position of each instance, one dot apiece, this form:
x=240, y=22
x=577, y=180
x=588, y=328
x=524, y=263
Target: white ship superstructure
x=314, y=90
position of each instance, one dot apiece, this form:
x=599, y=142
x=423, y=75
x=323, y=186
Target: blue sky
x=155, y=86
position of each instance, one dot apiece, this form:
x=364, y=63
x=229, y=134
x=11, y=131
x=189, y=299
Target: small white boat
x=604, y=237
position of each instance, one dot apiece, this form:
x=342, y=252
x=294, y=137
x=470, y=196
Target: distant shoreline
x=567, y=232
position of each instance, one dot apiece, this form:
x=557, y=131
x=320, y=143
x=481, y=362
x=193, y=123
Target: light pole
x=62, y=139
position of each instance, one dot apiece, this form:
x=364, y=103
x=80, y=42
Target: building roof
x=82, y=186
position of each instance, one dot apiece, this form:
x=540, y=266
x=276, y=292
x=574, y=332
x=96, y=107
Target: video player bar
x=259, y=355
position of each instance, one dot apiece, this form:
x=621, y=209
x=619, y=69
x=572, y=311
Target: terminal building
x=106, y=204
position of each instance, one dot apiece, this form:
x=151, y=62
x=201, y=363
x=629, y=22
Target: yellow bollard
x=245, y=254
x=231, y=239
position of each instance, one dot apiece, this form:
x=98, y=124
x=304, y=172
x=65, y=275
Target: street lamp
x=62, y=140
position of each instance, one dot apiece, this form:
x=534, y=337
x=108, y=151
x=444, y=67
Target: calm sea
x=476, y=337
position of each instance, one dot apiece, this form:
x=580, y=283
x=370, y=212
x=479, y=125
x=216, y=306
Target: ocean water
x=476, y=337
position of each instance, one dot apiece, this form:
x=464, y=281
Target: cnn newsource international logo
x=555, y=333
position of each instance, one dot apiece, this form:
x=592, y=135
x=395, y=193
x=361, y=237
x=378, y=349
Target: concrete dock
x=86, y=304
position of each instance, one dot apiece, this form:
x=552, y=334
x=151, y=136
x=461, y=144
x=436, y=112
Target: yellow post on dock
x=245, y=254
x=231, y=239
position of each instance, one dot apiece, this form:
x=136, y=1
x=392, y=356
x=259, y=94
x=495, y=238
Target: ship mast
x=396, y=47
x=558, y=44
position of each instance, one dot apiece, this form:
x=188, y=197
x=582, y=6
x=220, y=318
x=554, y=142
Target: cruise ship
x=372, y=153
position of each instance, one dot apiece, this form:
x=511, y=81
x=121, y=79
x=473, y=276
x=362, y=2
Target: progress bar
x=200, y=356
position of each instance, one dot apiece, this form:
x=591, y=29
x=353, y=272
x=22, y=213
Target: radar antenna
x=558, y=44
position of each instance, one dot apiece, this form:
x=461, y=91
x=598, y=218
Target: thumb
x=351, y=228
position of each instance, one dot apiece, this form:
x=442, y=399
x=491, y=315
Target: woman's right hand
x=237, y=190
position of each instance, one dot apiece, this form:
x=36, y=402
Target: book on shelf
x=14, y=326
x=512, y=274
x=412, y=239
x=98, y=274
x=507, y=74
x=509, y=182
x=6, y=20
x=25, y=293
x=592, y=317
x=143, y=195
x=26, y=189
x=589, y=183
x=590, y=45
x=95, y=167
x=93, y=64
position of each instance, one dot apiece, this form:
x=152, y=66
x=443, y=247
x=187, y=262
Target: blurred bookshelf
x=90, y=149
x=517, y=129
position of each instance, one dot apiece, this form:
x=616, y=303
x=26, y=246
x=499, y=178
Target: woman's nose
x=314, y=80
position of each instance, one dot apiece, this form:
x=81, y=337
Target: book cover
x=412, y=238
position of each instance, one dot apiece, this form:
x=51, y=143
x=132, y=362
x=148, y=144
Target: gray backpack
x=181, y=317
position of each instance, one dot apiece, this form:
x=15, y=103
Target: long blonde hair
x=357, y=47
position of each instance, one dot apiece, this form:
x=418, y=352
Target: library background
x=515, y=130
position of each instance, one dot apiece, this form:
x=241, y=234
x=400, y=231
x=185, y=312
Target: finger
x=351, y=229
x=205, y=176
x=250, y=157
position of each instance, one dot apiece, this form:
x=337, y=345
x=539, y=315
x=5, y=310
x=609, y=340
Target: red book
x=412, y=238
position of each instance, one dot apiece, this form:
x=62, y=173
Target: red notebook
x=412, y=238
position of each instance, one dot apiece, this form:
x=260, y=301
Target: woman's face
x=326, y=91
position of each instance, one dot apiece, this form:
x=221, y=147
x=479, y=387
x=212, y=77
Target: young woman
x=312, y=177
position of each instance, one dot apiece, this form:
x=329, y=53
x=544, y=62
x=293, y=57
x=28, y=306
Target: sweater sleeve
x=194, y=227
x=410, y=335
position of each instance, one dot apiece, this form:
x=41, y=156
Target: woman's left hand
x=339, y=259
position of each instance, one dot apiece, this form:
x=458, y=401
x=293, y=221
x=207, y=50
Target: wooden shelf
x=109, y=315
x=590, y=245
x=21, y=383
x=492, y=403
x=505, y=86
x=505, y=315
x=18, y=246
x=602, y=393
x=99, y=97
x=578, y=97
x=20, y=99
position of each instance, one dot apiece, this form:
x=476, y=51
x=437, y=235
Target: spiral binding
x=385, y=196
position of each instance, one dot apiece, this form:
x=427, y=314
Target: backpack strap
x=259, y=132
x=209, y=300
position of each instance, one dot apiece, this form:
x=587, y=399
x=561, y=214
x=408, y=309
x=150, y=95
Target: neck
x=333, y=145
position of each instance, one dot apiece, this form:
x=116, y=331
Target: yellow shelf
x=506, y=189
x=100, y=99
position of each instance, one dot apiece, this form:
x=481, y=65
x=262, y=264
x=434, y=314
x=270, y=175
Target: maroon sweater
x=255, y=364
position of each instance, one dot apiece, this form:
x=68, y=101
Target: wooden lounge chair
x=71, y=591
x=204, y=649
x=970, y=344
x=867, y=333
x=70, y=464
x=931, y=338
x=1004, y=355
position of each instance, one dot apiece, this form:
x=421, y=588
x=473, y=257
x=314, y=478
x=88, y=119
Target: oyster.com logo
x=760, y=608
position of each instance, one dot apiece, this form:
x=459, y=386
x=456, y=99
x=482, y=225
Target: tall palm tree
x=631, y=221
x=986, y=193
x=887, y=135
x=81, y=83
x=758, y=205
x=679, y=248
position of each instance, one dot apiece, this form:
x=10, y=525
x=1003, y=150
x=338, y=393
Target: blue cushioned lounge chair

- [Prompt] All lines from the one that holds "x=473, y=257" to the end of the entries above must be transcribed exactly, both ends included, and no others.

- [Task output]
x=473, y=257
x=314, y=478
x=88, y=119
Target: oyster.com logo
x=760, y=608
position of each instance, one dot apiece, this form:
x=459, y=386
x=456, y=99
x=482, y=225
Target: tall palm tree
x=631, y=221
x=986, y=193
x=887, y=135
x=81, y=83
x=758, y=205
x=679, y=248
position of each instance, one dot apiece, this form:
x=10, y=525
x=1003, y=150
x=338, y=393
Target: blue cushioned lounge chair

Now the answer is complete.